*** Provided data ***

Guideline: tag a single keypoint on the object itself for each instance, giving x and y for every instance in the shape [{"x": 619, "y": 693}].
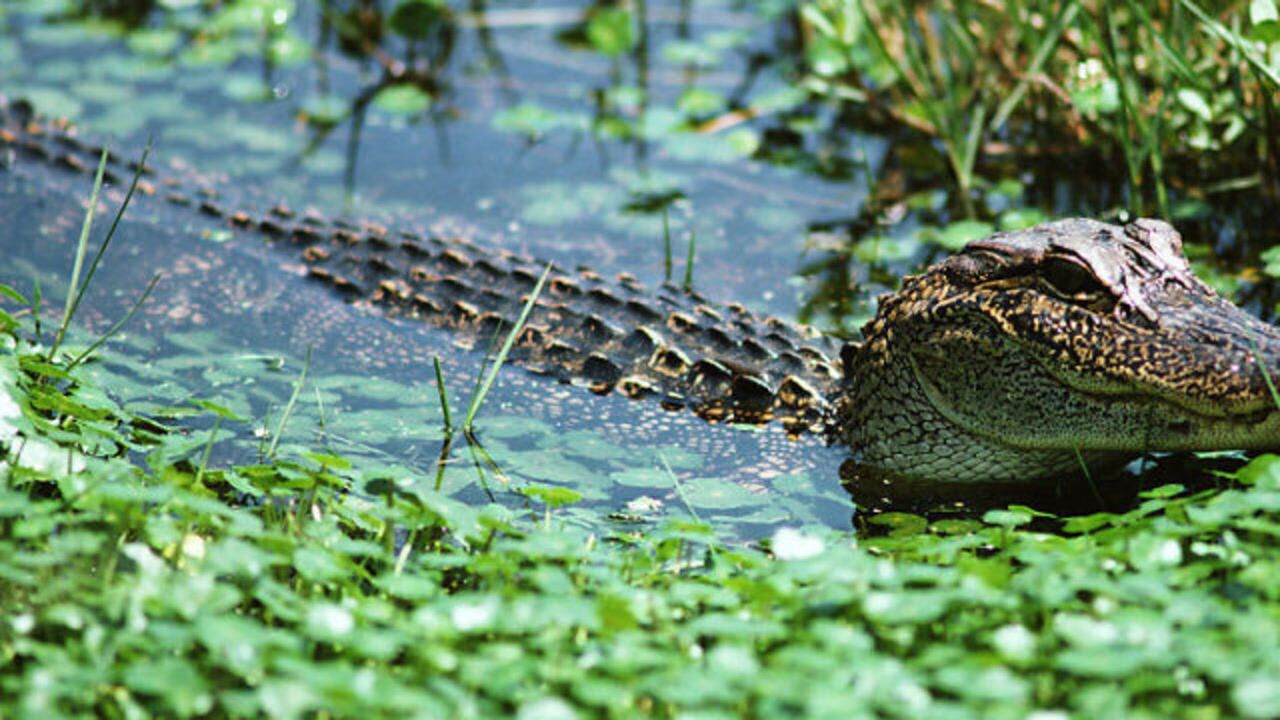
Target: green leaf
[
  {"x": 551, "y": 495},
  {"x": 403, "y": 100},
  {"x": 611, "y": 31}
]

***

The answer should be an exact restatement of every entry, with the pictures omitted.

Guideline: tag a single keypoint on the object itself for each instance, giving x and y for every instance in the shape [{"x": 619, "y": 693}].
Target: green leaf
[
  {"x": 551, "y": 495},
  {"x": 403, "y": 100},
  {"x": 611, "y": 31}
]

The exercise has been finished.